§ Exercise requirements
Line count for "chair": say how many lines of the data contain it, with no other text.

### Source material ###

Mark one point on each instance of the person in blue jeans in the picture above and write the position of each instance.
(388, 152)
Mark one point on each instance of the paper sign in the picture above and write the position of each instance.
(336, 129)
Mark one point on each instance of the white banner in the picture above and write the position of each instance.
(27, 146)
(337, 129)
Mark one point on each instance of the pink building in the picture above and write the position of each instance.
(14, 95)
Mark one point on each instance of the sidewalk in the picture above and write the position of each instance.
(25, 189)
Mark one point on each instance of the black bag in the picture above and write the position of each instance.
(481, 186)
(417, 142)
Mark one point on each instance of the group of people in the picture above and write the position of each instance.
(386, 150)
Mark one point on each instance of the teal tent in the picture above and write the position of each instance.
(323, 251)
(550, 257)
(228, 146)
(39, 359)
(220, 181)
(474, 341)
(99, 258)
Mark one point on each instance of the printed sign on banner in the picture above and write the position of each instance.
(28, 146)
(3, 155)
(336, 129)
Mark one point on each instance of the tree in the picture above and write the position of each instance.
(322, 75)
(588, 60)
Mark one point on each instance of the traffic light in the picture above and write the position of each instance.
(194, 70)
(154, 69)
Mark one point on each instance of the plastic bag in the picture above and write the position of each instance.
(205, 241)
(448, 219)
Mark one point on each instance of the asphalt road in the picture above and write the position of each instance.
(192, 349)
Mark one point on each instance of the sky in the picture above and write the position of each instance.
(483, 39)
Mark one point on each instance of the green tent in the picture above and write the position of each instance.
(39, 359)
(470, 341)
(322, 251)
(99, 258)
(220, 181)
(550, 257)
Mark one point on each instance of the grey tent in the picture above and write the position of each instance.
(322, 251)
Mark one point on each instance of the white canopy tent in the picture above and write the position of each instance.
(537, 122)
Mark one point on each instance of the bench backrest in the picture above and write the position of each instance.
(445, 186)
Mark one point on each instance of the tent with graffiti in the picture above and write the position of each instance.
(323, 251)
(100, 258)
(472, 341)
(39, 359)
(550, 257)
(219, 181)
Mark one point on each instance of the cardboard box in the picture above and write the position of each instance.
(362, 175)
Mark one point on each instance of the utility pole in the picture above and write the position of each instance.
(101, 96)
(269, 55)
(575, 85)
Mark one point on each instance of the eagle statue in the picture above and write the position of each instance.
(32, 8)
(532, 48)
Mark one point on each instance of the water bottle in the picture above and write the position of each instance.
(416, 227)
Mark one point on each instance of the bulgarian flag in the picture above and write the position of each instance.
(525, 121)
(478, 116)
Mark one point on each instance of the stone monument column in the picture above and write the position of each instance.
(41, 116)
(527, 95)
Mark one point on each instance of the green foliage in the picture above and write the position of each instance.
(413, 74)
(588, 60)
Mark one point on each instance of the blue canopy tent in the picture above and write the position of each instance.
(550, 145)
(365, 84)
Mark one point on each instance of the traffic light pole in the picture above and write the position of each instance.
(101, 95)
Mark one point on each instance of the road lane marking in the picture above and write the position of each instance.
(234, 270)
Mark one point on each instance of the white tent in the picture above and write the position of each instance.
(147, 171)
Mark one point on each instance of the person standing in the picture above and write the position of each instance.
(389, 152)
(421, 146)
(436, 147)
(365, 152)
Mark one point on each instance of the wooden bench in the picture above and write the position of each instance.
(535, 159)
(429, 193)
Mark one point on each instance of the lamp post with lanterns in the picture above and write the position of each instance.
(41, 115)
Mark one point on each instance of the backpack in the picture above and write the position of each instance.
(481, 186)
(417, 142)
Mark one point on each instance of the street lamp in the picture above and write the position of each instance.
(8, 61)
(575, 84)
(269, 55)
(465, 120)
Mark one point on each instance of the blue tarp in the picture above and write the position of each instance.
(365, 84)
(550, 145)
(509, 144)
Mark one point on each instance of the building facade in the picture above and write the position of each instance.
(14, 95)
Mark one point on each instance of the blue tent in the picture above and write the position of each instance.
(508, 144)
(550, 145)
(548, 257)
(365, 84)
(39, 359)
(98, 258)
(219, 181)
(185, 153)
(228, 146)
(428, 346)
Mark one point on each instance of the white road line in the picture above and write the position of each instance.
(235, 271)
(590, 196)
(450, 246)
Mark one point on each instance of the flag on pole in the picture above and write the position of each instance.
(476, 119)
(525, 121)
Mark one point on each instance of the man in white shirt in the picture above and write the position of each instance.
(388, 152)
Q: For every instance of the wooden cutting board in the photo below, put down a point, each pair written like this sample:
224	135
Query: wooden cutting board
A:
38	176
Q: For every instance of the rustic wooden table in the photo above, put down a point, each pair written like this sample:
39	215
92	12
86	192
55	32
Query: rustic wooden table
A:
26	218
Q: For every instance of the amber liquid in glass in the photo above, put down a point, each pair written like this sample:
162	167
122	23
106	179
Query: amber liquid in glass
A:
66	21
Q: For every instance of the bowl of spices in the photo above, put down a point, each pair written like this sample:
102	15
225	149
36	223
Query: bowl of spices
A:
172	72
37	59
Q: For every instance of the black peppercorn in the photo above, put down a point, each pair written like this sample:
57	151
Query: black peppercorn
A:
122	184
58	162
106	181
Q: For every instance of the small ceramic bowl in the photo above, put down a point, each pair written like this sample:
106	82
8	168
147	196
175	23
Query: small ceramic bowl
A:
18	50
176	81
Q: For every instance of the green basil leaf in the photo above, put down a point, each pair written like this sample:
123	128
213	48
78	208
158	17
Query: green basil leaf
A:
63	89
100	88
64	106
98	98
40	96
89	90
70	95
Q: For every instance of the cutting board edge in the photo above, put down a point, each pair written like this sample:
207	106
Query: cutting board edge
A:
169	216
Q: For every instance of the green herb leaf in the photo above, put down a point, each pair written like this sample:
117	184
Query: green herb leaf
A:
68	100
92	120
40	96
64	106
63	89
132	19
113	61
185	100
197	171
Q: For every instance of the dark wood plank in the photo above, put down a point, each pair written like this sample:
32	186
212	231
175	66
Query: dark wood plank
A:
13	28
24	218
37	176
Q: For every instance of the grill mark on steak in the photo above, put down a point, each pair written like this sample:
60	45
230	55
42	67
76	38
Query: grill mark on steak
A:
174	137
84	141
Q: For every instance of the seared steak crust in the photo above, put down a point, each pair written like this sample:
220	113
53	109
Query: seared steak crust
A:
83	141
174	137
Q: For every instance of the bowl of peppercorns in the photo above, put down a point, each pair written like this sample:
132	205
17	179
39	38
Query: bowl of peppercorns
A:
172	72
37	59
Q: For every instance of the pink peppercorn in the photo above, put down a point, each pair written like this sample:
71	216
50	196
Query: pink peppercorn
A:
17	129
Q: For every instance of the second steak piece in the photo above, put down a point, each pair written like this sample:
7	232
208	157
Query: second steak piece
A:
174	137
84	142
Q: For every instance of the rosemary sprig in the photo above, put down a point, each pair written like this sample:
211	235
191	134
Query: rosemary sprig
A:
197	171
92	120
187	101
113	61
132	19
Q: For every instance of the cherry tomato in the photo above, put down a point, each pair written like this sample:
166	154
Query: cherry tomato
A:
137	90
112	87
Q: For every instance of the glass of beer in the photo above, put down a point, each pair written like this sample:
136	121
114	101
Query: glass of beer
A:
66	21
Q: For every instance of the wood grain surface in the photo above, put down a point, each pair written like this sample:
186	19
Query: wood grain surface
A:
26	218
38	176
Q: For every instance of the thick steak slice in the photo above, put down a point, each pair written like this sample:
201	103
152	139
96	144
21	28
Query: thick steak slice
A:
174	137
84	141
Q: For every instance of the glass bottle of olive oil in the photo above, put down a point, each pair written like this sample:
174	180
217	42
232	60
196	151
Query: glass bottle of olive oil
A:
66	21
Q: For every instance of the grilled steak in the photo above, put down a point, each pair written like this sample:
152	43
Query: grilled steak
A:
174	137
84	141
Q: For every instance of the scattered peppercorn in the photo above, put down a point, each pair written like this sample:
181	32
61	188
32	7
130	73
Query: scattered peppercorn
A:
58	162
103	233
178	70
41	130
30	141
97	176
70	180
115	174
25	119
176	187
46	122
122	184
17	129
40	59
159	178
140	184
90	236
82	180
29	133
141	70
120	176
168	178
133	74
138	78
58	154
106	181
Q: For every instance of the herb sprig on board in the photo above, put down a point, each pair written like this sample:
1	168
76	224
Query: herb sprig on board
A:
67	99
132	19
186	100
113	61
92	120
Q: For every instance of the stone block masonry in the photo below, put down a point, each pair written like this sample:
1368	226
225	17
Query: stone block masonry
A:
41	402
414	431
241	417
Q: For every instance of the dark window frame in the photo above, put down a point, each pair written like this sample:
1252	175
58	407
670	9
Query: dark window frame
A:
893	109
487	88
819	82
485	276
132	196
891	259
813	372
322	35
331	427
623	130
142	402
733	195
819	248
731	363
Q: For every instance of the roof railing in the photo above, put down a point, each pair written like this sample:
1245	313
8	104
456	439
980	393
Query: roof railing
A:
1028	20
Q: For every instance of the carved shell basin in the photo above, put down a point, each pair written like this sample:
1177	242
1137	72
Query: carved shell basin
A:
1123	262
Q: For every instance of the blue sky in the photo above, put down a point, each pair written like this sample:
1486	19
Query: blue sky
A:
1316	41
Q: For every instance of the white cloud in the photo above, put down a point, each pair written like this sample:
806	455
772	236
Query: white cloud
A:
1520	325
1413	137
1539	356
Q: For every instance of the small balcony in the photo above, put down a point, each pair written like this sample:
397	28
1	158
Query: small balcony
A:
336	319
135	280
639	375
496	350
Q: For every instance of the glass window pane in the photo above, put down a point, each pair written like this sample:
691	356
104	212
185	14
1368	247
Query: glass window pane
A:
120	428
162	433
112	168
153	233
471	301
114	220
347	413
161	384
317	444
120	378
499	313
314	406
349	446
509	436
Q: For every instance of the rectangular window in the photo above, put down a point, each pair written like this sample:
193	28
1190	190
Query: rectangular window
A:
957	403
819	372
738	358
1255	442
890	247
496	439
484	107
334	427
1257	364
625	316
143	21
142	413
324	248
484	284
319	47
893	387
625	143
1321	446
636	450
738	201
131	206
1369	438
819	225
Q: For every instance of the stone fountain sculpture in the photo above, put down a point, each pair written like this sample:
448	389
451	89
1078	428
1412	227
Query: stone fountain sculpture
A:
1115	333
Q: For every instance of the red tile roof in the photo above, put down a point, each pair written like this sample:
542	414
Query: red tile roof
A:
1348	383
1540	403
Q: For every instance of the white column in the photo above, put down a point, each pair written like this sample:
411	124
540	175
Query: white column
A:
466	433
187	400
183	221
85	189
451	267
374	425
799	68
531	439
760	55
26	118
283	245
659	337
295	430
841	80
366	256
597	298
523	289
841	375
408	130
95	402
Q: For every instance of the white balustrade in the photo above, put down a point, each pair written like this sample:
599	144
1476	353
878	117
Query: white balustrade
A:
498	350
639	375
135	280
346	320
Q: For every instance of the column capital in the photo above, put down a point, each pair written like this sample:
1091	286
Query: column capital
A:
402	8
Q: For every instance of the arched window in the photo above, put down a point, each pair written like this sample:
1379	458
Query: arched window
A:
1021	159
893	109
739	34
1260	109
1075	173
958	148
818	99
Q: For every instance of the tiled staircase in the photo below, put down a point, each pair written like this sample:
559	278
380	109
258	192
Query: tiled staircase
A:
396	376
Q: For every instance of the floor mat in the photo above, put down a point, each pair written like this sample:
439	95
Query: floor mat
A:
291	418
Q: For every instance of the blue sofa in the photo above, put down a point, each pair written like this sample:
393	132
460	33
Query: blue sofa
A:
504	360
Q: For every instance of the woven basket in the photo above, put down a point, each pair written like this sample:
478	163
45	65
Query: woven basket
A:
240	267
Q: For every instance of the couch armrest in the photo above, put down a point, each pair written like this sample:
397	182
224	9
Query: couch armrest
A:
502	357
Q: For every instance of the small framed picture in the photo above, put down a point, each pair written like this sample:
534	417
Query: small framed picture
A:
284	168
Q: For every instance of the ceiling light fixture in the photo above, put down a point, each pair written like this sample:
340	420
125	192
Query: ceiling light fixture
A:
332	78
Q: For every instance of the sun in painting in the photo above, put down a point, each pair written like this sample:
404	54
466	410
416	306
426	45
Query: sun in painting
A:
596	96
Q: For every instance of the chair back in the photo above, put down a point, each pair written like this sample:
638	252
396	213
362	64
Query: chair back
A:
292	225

###

§ Response to the task
2